**What the exercise asks:** Each line of the data must be given back verbatim, with pictures removed.

[Items from a dataset]
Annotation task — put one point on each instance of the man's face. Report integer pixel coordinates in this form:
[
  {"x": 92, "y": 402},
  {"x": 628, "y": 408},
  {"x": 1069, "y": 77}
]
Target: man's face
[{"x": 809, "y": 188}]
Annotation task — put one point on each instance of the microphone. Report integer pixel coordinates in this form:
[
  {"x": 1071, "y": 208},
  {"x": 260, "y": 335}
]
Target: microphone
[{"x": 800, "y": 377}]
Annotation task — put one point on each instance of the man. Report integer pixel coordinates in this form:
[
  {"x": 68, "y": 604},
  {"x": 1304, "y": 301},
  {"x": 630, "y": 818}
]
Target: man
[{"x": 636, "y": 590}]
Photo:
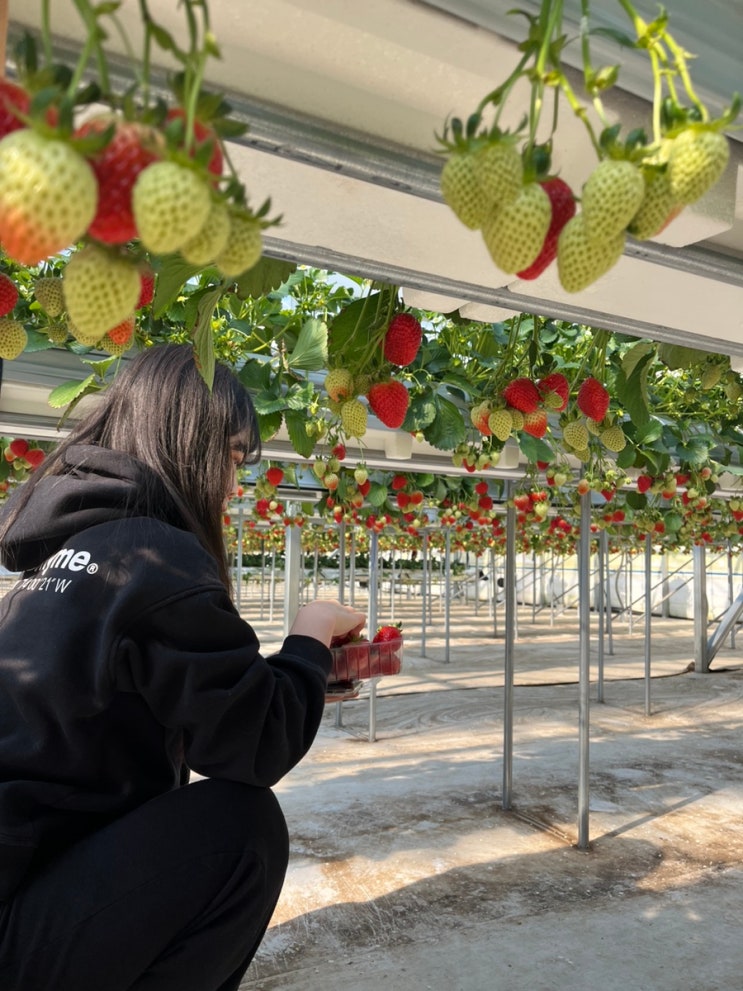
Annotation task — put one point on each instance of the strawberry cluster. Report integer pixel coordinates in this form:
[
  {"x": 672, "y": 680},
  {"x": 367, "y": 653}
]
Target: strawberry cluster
[{"x": 107, "y": 191}]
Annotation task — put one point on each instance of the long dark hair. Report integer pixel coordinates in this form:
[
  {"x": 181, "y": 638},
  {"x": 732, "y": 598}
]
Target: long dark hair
[{"x": 160, "y": 411}]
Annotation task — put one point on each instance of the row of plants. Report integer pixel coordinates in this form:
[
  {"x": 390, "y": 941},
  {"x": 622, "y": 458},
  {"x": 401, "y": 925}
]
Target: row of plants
[{"x": 96, "y": 259}]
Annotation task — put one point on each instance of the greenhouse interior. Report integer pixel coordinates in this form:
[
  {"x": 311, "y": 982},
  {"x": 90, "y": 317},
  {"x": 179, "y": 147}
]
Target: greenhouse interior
[{"x": 481, "y": 271}]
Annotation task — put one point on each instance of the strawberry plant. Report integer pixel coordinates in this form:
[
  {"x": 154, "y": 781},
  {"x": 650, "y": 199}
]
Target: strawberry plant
[{"x": 495, "y": 181}]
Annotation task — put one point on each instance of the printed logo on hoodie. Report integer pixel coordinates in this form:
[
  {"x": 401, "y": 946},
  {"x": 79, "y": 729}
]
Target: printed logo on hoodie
[{"x": 66, "y": 559}]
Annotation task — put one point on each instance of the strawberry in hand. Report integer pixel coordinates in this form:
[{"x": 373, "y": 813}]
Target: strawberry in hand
[{"x": 386, "y": 633}]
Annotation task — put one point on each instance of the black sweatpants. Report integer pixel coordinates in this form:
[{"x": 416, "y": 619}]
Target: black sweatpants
[{"x": 174, "y": 896}]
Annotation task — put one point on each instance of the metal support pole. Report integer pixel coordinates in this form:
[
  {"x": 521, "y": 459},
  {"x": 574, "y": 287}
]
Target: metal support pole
[
  {"x": 600, "y": 614},
  {"x": 584, "y": 606},
  {"x": 352, "y": 569},
  {"x": 292, "y": 573},
  {"x": 701, "y": 658},
  {"x": 424, "y": 592},
  {"x": 342, "y": 562},
  {"x": 648, "y": 615},
  {"x": 239, "y": 560},
  {"x": 510, "y": 595},
  {"x": 272, "y": 587},
  {"x": 447, "y": 594},
  {"x": 372, "y": 625},
  {"x": 731, "y": 592}
]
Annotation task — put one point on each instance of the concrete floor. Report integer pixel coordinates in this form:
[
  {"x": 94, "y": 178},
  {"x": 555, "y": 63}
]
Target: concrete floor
[{"x": 406, "y": 871}]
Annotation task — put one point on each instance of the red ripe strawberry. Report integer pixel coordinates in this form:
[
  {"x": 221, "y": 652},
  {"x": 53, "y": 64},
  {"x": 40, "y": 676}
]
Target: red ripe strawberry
[
  {"x": 147, "y": 290},
  {"x": 593, "y": 399},
  {"x": 386, "y": 633},
  {"x": 122, "y": 332},
  {"x": 34, "y": 456},
  {"x": 389, "y": 402},
  {"x": 8, "y": 294},
  {"x": 562, "y": 202},
  {"x": 202, "y": 133},
  {"x": 116, "y": 167},
  {"x": 535, "y": 423},
  {"x": 522, "y": 395},
  {"x": 18, "y": 447},
  {"x": 403, "y": 339},
  {"x": 555, "y": 391},
  {"x": 15, "y": 100}
]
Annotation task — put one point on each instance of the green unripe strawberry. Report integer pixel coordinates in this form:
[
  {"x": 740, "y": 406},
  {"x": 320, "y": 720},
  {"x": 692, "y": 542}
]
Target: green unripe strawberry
[
  {"x": 461, "y": 190},
  {"x": 353, "y": 418},
  {"x": 613, "y": 438},
  {"x": 576, "y": 435},
  {"x": 711, "y": 375},
  {"x": 101, "y": 288},
  {"x": 48, "y": 196},
  {"x": 612, "y": 195},
  {"x": 13, "y": 338},
  {"x": 57, "y": 333},
  {"x": 170, "y": 204},
  {"x": 339, "y": 384},
  {"x": 515, "y": 233},
  {"x": 49, "y": 294},
  {"x": 499, "y": 173},
  {"x": 697, "y": 159},
  {"x": 580, "y": 262},
  {"x": 244, "y": 245},
  {"x": 500, "y": 422},
  {"x": 211, "y": 239},
  {"x": 658, "y": 207}
]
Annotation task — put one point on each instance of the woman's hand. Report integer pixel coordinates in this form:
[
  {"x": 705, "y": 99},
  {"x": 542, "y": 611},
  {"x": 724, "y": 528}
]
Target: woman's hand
[{"x": 324, "y": 619}]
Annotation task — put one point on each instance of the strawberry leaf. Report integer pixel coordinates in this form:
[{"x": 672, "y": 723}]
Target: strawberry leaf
[
  {"x": 296, "y": 422},
  {"x": 448, "y": 429},
  {"x": 310, "y": 353},
  {"x": 67, "y": 391}
]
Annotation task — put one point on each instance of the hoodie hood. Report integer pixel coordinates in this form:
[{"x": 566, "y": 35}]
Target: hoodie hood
[{"x": 97, "y": 486}]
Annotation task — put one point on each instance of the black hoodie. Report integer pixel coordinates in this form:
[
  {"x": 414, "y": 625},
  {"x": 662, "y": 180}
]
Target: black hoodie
[{"x": 123, "y": 662}]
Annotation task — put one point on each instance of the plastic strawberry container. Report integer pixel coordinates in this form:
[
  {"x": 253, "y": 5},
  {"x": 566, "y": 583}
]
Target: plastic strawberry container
[{"x": 364, "y": 660}]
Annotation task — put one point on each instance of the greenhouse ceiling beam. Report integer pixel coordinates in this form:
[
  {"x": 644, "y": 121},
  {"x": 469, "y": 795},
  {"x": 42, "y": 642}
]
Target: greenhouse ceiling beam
[
  {"x": 280, "y": 130},
  {"x": 325, "y": 258}
]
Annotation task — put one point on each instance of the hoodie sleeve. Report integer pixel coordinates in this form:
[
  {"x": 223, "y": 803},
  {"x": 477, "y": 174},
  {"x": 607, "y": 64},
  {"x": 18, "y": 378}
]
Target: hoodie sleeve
[{"x": 198, "y": 666}]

**Result of the task:**
Annotation task — put one point on each instance of the man's face. Report integer pixel coordinates in this form:
[
  {"x": 92, "y": 402},
  {"x": 628, "y": 408},
  {"x": 1069, "y": 77}
]
Target: man's face
[{"x": 809, "y": 188}]
Annotation task — put one point on each instance of the microphone. Report integer pixel coordinates in this form:
[
  {"x": 1071, "y": 208},
  {"x": 260, "y": 335}
]
Target: microphone
[{"x": 800, "y": 377}]
Annotation task — put one point on each instance of the man. Report integer pixel coordinates in this form:
[
  {"x": 68, "y": 604},
  {"x": 1304, "y": 301},
  {"x": 630, "y": 818}
]
Target: man
[{"x": 636, "y": 590}]
Photo:
Annotation task — put one point on each instance of the strawberry cluster. Report integer pixel coordinates in this form:
[
  {"x": 672, "y": 680},
  {"x": 367, "y": 653}
]
Target: strawberry cluster
[{"x": 107, "y": 191}]
Annotation task — put one point on each instance of the long dark hair. Report integer pixel coordinates in this form:
[
  {"x": 181, "y": 638},
  {"x": 732, "y": 598}
]
Target: long dark hair
[{"x": 160, "y": 411}]
Annotation task — put one point on each instance of the row of plants. Report integer pixel coordinates in this form:
[
  {"x": 390, "y": 941},
  {"x": 622, "y": 458},
  {"x": 401, "y": 925}
]
Target: row of plants
[{"x": 96, "y": 259}]
Annotation task — put one point on each instance of the greenhouse interior. Report integer pixel coordinates in this form:
[
  {"x": 311, "y": 982},
  {"x": 90, "y": 317},
  {"x": 179, "y": 147}
]
Target: greenhouse interior
[{"x": 481, "y": 271}]
Annotation task — put one point on each instance of the strawberry plant. Report integer pixel coordinates in this form:
[
  {"x": 154, "y": 781},
  {"x": 650, "y": 199}
]
Target: strawberry plant
[{"x": 495, "y": 181}]
Annotation task — put one point on each instance of the printed logo on hoodie. Report integer pixel coordinates in this form:
[
  {"x": 401, "y": 946},
  {"x": 79, "y": 729}
]
Target: printed logo on hoodie
[{"x": 66, "y": 559}]
Annotation task — put one point on each instance of the strawberry in hand. Report integer pixel coordinates in this form:
[{"x": 373, "y": 813}]
Target: strawberry in hand
[{"x": 386, "y": 633}]
Annotation task — put one point on each instance of the black sweatpants. Report integer pixel coordinates in this form:
[{"x": 416, "y": 619}]
Target: black sweatpants
[{"x": 174, "y": 896}]
Annotation task — put one point on each instance of the metal support pole. Report integer pixel coordinates in this form:
[
  {"x": 521, "y": 459},
  {"x": 574, "y": 287}
]
Target: metal support pole
[
  {"x": 600, "y": 614},
  {"x": 584, "y": 606},
  {"x": 352, "y": 569},
  {"x": 292, "y": 573},
  {"x": 701, "y": 658},
  {"x": 424, "y": 592},
  {"x": 342, "y": 562},
  {"x": 648, "y": 615},
  {"x": 239, "y": 560},
  {"x": 510, "y": 595},
  {"x": 272, "y": 587},
  {"x": 447, "y": 594},
  {"x": 372, "y": 625},
  {"x": 731, "y": 592}
]
Annotation task — put one point on each instance of the concrete floor. Report integer pixel coordinates in this form:
[
  {"x": 94, "y": 178},
  {"x": 555, "y": 63}
]
Target: concrete floor
[{"x": 406, "y": 871}]
Annotation task — put one point on each instance of the red ripe strawberry. Report integer pixel coordinates in this form:
[
  {"x": 221, "y": 652},
  {"x": 53, "y": 64},
  {"x": 40, "y": 676}
]
Target: red ripe strawberry
[
  {"x": 147, "y": 290},
  {"x": 593, "y": 399},
  {"x": 386, "y": 633},
  {"x": 122, "y": 332},
  {"x": 34, "y": 456},
  {"x": 389, "y": 402},
  {"x": 8, "y": 294},
  {"x": 562, "y": 202},
  {"x": 202, "y": 133},
  {"x": 116, "y": 167},
  {"x": 535, "y": 423},
  {"x": 522, "y": 395},
  {"x": 18, "y": 447},
  {"x": 403, "y": 339},
  {"x": 555, "y": 391},
  {"x": 15, "y": 100}
]
Annotation task — put one point on each instance of the green unripe strawberry. Report integer pixel coordinates in this form:
[
  {"x": 740, "y": 406},
  {"x": 320, "y": 720},
  {"x": 692, "y": 542}
]
Target: green unripe strawberry
[
  {"x": 461, "y": 190},
  {"x": 353, "y": 418},
  {"x": 613, "y": 438},
  {"x": 576, "y": 435},
  {"x": 711, "y": 375},
  {"x": 101, "y": 288},
  {"x": 48, "y": 196},
  {"x": 612, "y": 195},
  {"x": 13, "y": 338},
  {"x": 57, "y": 333},
  {"x": 170, "y": 204},
  {"x": 339, "y": 384},
  {"x": 515, "y": 233},
  {"x": 49, "y": 294},
  {"x": 499, "y": 173},
  {"x": 697, "y": 159},
  {"x": 580, "y": 262},
  {"x": 244, "y": 245},
  {"x": 500, "y": 422},
  {"x": 211, "y": 239},
  {"x": 658, "y": 207}
]
Annotation task — put one point on each instance of the woman's hand. Report integer pixel coordinates in this form:
[
  {"x": 705, "y": 99},
  {"x": 542, "y": 611},
  {"x": 724, "y": 528}
]
Target: woman's hand
[{"x": 324, "y": 619}]
Annotation task — put one point on each instance of the strawberry leaf. Report integer pixel coordinates in this form:
[{"x": 672, "y": 723}]
Target: strawberry leaf
[
  {"x": 296, "y": 422},
  {"x": 448, "y": 429},
  {"x": 310, "y": 353},
  {"x": 67, "y": 391}
]
Annotation task — put one point on each instance of the hoodie hood. Report integer pixel coordinates in this form:
[{"x": 566, "y": 35}]
Target: hoodie hood
[{"x": 97, "y": 486}]
Annotation task — put one point on each instance of the black hoodie. Report integer pixel coordinates in this form:
[
  {"x": 414, "y": 625},
  {"x": 662, "y": 180}
]
Target: black hoodie
[{"x": 123, "y": 662}]
Annotation task — put one point on each instance of the plastic strawberry container. Report integer pixel coordinates in this form:
[
  {"x": 253, "y": 5},
  {"x": 566, "y": 583}
]
Target: plastic strawberry container
[{"x": 364, "y": 660}]
Annotation task — put one point on each instance of the greenhouse ceiling beam. Report integer pixel coordinates in this form:
[
  {"x": 644, "y": 121},
  {"x": 469, "y": 795},
  {"x": 42, "y": 642}
]
Target: greenhouse ceiling beam
[
  {"x": 280, "y": 130},
  {"x": 325, "y": 258}
]
Annotation task — put one point on each instance of the hoodie sleeve. Report integer pixel coordinates in this form:
[
  {"x": 223, "y": 803},
  {"x": 477, "y": 174},
  {"x": 607, "y": 64},
  {"x": 18, "y": 378}
]
Target: hoodie sleeve
[{"x": 198, "y": 666}]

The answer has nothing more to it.